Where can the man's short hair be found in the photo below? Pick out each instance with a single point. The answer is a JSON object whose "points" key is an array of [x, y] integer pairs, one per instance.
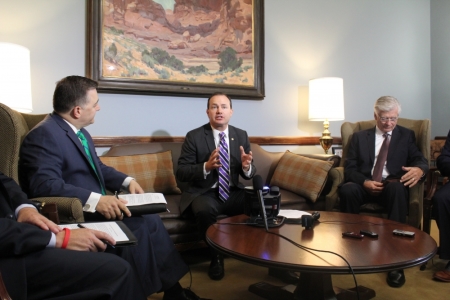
{"points": [[385, 104], [219, 94], [71, 91]]}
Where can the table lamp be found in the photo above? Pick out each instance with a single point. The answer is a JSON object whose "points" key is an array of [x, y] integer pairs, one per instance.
{"points": [[326, 103], [15, 77]]}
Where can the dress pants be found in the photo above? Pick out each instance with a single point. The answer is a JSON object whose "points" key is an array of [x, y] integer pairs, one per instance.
{"points": [[441, 213], [70, 275], [394, 197], [208, 206], [155, 261]]}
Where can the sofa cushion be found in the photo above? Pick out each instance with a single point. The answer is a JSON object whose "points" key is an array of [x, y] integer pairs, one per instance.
{"points": [[154, 171], [301, 175]]}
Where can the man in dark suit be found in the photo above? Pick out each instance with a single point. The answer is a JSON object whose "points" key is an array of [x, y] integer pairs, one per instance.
{"points": [[403, 168], [34, 266], [199, 165], [58, 158], [441, 212]]}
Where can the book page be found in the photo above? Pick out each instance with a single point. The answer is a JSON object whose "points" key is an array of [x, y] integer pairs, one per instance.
{"points": [[141, 199], [111, 228]]}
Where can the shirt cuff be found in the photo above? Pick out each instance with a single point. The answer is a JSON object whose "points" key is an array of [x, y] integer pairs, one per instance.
{"points": [[205, 174], [247, 173], [126, 183], [92, 202], [52, 242], [23, 206]]}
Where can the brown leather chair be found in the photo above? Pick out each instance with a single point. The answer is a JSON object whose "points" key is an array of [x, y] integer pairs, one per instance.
{"points": [[422, 130], [13, 128]]}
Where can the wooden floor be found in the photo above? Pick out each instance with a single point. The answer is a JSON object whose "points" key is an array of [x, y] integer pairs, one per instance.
{"points": [[239, 275]]}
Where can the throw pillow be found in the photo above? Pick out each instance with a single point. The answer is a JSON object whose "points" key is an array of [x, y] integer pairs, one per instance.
{"points": [[301, 175], [153, 171]]}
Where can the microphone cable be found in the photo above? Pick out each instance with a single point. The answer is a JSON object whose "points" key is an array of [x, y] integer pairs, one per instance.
{"points": [[307, 249]]}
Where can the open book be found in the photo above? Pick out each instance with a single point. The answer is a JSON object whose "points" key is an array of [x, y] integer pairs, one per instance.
{"points": [[142, 199], [147, 203], [117, 229]]}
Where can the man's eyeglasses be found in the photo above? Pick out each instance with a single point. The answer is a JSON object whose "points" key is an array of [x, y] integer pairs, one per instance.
{"points": [[385, 119]]}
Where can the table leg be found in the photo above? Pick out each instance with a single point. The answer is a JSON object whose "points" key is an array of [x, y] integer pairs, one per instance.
{"points": [[311, 286]]}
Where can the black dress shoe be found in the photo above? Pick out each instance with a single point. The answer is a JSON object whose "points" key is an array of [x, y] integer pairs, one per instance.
{"points": [[286, 276], [216, 270], [396, 278], [186, 294], [447, 267]]}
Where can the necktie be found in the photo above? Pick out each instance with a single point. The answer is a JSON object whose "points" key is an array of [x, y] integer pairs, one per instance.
{"points": [[381, 160], [85, 144], [224, 170]]}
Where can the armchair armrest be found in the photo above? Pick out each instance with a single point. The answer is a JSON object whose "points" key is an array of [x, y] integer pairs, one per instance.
{"points": [[428, 203], [70, 210], [3, 292]]}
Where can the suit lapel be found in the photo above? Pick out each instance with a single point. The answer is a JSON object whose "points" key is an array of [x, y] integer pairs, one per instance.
{"points": [[371, 144], [70, 134], [234, 148], [394, 143], [209, 138]]}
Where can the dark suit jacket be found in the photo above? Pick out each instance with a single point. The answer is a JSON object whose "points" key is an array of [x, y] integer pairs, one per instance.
{"points": [[16, 239], [402, 152], [62, 168], [443, 160], [197, 147]]}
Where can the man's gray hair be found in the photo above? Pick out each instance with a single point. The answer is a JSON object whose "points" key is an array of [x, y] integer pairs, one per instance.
{"points": [[386, 104]]}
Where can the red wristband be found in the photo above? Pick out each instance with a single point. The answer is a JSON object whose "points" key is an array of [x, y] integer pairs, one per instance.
{"points": [[66, 238]]}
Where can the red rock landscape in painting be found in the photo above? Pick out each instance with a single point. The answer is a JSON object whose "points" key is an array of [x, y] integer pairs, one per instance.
{"points": [[196, 41]]}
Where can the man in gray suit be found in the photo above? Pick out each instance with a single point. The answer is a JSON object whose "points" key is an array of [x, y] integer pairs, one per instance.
{"points": [[207, 164], [382, 163]]}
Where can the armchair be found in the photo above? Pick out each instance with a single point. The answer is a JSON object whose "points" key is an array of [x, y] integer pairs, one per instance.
{"points": [[13, 128], [422, 132]]}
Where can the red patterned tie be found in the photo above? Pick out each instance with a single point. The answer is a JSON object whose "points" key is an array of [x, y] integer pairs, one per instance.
{"points": [[224, 170], [381, 160]]}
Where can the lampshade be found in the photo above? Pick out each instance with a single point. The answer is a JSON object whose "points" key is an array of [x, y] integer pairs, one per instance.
{"points": [[326, 99], [326, 103], [15, 77]]}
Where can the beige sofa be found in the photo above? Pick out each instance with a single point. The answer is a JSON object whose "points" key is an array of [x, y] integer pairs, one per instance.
{"points": [[182, 230]]}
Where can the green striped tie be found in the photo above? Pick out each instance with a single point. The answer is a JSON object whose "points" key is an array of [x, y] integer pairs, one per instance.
{"points": [[88, 153]]}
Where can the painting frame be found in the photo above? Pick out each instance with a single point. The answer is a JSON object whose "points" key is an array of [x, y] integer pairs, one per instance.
{"points": [[122, 85], [337, 151]]}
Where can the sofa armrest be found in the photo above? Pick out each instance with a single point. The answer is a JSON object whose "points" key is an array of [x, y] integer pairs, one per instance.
{"points": [[326, 157], [337, 177], [70, 210]]}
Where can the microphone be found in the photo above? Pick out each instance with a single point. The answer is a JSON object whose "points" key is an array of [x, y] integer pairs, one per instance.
{"points": [[258, 186], [308, 220]]}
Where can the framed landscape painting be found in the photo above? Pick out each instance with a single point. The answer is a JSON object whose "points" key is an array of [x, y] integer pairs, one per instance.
{"points": [[189, 48]]}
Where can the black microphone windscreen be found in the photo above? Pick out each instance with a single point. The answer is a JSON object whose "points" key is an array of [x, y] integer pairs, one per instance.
{"points": [[258, 183]]}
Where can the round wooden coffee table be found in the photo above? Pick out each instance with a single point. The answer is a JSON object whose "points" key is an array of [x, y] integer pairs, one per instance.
{"points": [[368, 255]]}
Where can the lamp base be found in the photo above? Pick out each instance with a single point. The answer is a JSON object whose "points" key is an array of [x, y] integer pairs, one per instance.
{"points": [[326, 140]]}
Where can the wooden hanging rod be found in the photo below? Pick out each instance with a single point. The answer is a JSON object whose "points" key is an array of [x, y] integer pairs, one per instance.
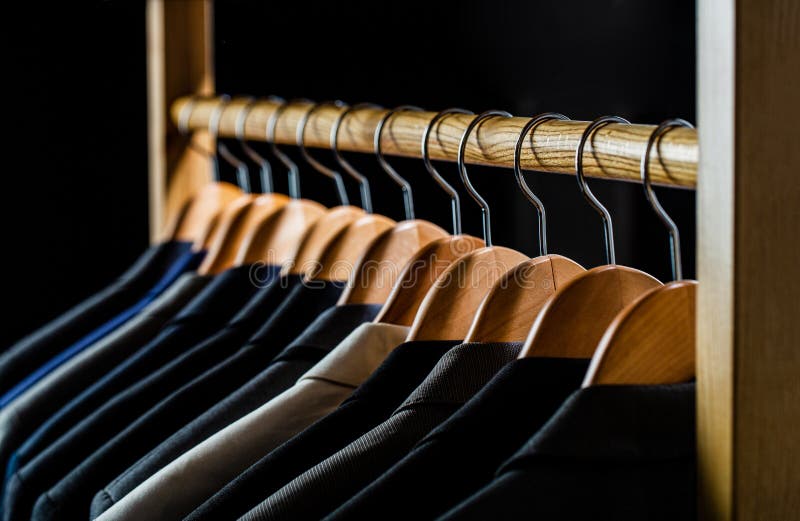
{"points": [[614, 152]]}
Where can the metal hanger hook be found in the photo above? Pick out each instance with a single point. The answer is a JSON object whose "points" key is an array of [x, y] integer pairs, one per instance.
{"points": [[363, 182], [608, 226], [526, 190], [293, 171], [455, 200], [242, 171], [183, 128], [408, 196], [674, 234], [265, 168], [319, 167], [462, 169]]}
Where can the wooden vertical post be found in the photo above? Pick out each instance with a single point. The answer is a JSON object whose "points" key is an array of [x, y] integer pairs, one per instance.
{"points": [[179, 62], [749, 259]]}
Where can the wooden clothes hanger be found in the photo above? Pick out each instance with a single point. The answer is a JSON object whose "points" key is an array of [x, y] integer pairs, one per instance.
{"points": [[431, 261], [450, 305], [300, 236], [574, 319], [198, 218], [379, 267], [507, 312], [331, 256], [249, 212], [652, 340]]}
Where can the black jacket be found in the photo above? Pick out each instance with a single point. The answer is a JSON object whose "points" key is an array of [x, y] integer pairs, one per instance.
{"points": [[27, 354], [302, 354], [107, 406]]}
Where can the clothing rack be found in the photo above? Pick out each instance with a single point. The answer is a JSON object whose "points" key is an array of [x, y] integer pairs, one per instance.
{"points": [[615, 150], [748, 253]]}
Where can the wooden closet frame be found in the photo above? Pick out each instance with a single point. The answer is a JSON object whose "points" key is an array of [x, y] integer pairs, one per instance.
{"points": [[748, 214]]}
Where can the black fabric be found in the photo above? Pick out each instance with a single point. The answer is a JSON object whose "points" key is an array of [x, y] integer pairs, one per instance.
{"points": [[458, 376], [484, 432], [127, 391], [315, 342], [147, 427], [610, 452], [27, 354], [370, 404], [24, 415]]}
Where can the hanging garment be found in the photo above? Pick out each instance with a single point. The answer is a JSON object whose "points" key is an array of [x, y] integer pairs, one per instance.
{"points": [[27, 412], [184, 484], [459, 375], [610, 452], [486, 431], [370, 404], [29, 353], [73, 433], [186, 262], [297, 311], [73, 494]]}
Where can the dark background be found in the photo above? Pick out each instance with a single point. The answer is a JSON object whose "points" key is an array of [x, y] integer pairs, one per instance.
{"points": [[75, 205]]}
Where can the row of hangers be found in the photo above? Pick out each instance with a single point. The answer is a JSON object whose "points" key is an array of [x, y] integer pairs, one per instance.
{"points": [[635, 329]]}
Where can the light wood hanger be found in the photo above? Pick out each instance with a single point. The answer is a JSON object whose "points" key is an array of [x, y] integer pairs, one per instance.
{"points": [[199, 217], [451, 304], [507, 312], [237, 227], [298, 236], [419, 275], [319, 238], [330, 255], [652, 341], [429, 263], [378, 269], [573, 321], [339, 261]]}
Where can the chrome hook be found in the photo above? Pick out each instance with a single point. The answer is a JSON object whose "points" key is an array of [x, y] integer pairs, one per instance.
{"points": [[672, 228], [319, 167], [526, 190], [608, 226], [455, 200], [293, 171], [363, 182], [462, 169], [408, 197]]}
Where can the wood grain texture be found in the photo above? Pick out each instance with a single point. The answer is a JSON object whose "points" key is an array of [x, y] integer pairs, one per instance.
{"points": [[276, 238], [320, 237], [378, 269], [237, 230], [179, 63], [749, 259], [419, 275], [512, 304], [651, 341], [573, 321], [451, 303], [614, 151], [193, 221], [340, 259]]}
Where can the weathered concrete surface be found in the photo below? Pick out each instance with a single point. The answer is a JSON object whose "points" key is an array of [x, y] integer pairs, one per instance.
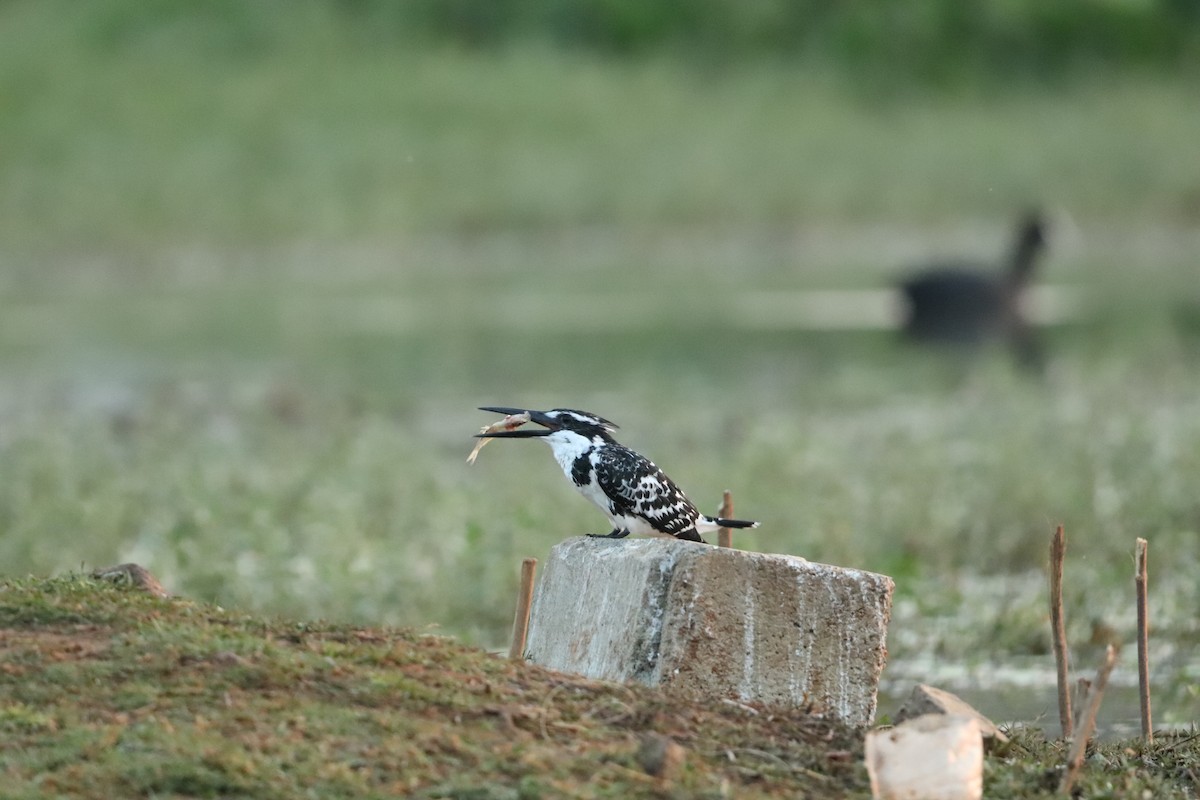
{"points": [[714, 623]]}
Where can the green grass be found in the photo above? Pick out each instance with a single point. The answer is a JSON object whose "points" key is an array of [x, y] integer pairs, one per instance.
{"points": [[256, 278], [108, 692], [143, 130]]}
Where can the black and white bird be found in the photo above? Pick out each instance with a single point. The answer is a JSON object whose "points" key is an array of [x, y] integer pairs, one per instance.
{"points": [[635, 494]]}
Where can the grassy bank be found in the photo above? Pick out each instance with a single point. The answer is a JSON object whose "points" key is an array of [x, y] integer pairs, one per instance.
{"points": [[256, 278], [108, 692]]}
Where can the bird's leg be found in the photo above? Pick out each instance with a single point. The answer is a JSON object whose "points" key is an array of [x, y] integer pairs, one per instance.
{"points": [[616, 533]]}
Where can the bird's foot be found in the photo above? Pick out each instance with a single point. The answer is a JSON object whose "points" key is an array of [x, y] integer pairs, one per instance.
{"points": [[616, 533]]}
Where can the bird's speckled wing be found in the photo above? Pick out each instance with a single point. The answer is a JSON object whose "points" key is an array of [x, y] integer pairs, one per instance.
{"points": [[639, 488]]}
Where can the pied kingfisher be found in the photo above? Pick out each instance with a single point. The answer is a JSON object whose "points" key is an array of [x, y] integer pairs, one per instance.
{"points": [[634, 493]]}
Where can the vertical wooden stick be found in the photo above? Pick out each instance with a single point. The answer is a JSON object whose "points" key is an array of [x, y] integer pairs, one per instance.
{"points": [[1139, 581], [1083, 689], [1059, 630], [724, 535], [1087, 722], [525, 602]]}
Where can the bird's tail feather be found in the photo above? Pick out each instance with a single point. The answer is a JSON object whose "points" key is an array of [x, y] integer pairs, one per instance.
{"points": [[732, 523]]}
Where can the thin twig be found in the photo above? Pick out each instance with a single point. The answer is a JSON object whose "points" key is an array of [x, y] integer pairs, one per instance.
{"points": [[1057, 629], [525, 602], [1083, 689], [724, 535], [1087, 723], [1139, 579]]}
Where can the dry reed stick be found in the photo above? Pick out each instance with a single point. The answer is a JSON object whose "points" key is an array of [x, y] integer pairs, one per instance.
{"points": [[1083, 687], [525, 602], [1087, 722], [1057, 629], [1139, 581], [724, 535]]}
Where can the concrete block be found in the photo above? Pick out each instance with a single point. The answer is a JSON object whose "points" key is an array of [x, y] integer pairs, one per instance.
{"points": [[931, 757], [714, 623]]}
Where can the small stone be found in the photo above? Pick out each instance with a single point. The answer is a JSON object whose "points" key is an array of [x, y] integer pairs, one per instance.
{"points": [[660, 757], [930, 757], [930, 699]]}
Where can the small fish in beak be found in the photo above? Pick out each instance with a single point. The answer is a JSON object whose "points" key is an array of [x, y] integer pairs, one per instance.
{"points": [[510, 422]]}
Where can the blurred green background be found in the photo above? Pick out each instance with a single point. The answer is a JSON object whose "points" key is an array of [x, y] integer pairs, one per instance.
{"points": [[259, 262]]}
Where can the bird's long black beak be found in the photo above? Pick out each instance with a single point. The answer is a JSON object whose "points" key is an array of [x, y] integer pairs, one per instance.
{"points": [[528, 433]]}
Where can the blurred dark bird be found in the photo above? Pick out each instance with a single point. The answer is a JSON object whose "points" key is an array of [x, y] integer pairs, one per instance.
{"points": [[969, 304], [634, 493]]}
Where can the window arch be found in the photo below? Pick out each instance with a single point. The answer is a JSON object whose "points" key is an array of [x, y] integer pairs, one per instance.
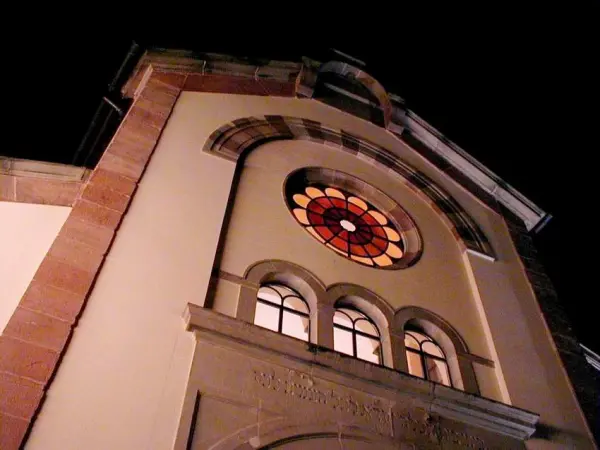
{"points": [[355, 334], [281, 309], [459, 360], [425, 357]]}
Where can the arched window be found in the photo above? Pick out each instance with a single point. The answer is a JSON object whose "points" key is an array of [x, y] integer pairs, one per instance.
{"points": [[425, 358], [281, 309], [356, 335]]}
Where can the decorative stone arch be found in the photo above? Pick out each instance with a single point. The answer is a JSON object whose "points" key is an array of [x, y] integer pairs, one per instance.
{"points": [[460, 361], [233, 139], [366, 301], [289, 274], [275, 434], [342, 69]]}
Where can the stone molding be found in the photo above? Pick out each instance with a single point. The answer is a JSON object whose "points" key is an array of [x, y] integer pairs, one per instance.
{"points": [[322, 301], [233, 139], [37, 334], [38, 182], [447, 402], [211, 72]]}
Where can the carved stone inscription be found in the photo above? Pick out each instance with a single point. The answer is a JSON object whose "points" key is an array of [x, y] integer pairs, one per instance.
{"points": [[425, 427], [302, 387]]}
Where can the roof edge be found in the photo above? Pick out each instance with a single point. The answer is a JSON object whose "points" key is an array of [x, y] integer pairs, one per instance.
{"points": [[402, 118]]}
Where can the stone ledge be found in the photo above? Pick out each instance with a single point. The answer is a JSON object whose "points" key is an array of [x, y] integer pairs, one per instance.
{"points": [[447, 402]]}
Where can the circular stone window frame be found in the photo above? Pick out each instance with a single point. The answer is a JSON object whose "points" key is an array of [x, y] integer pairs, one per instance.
{"points": [[301, 178]]}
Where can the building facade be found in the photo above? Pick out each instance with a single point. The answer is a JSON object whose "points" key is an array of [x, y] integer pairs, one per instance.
{"points": [[281, 255]]}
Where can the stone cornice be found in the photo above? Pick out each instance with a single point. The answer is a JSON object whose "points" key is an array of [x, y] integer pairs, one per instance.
{"points": [[402, 121], [447, 402], [39, 182]]}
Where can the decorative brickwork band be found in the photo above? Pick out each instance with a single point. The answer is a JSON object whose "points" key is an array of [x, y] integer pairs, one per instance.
{"points": [[233, 139], [38, 332]]}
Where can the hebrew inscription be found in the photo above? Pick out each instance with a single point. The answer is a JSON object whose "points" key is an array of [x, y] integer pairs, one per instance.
{"points": [[301, 386]]}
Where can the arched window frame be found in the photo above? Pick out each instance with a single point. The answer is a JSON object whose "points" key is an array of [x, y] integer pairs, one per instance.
{"points": [[281, 308], [355, 331], [346, 295], [458, 357], [290, 275], [423, 354]]}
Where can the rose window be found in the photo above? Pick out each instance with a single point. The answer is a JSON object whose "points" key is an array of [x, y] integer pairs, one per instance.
{"points": [[348, 225]]}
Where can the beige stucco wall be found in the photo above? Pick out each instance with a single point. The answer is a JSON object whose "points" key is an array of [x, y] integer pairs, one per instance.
{"points": [[123, 378], [261, 228], [26, 233]]}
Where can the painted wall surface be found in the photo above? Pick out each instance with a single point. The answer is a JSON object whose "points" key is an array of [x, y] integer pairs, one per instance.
{"points": [[122, 382], [262, 228], [26, 233]]}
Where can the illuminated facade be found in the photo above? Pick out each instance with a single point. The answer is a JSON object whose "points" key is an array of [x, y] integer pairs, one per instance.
{"points": [[283, 256]]}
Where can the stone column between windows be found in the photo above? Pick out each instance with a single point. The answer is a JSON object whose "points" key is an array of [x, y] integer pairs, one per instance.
{"points": [[398, 351], [324, 325]]}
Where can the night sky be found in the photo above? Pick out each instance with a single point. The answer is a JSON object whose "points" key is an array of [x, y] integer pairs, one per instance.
{"points": [[498, 94]]}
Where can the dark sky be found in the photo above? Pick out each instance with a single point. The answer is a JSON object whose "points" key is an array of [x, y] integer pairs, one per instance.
{"points": [[497, 91]]}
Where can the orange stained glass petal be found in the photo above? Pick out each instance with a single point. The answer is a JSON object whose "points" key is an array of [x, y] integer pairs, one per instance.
{"points": [[383, 260], [370, 220], [340, 243], [300, 215], [324, 202], [335, 193], [394, 251], [315, 219], [381, 244], [358, 250], [324, 231], [312, 231], [338, 202], [355, 209], [337, 250], [367, 261], [315, 207], [378, 217], [391, 234], [358, 202], [313, 192], [373, 250], [379, 231], [301, 200]]}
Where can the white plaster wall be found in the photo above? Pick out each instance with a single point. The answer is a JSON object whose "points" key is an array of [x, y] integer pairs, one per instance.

* **EXERCISE AIM**
Keep only the lines from the one containing "Where can the illuminated" to the end of the entries, and repeat them exactly.

* **EXERCISE OUTPUT**
Where can the illuminated facade be found in the photo above? Pick out each instance with a single point. The answer is a JSON object whose "points" key is an array of [x, y] integer pairs, one per instance.
{"points": [[283, 256]]}
Where can the stone column between windows be found in the photo above? Pick out each instance with a single point. The answer is a JSON object whose "points" key is an array of [x, y] integer pairs, one per instance.
{"points": [[398, 351], [324, 325]]}
Where can the night sky be found in the photo above? Pick out each instance with a single point. The answer is a JSON object whose "points" key is an array of [x, y] integer pairs, one per instance.
{"points": [[498, 94]]}
Where can the dark sky be found in the photo above? Pick out each instance with a single point. The answer is a JSON object whose "points" key is an array of [x, y] integer pairs, one per instance.
{"points": [[497, 91]]}
Where can the orange stained glass petal be found in the photo above? Pick out each instance with a single point. The answer is a JSON object whose "points" key is an array of [x, y] integer pairs, one per instance.
{"points": [[383, 260], [370, 220], [340, 243], [300, 215], [324, 202], [335, 193], [394, 251], [315, 219], [381, 244], [358, 250], [324, 231], [312, 231], [338, 202], [355, 209], [337, 250], [367, 261], [315, 207], [378, 217], [391, 234], [358, 202], [313, 192], [373, 250], [379, 231], [301, 200]]}
Where can the white plaster wall be found in the photo above? Pick out each instance with a single point. The answer is a JSON object whose "points" key is an array of [x, y] integer pairs, one per instance.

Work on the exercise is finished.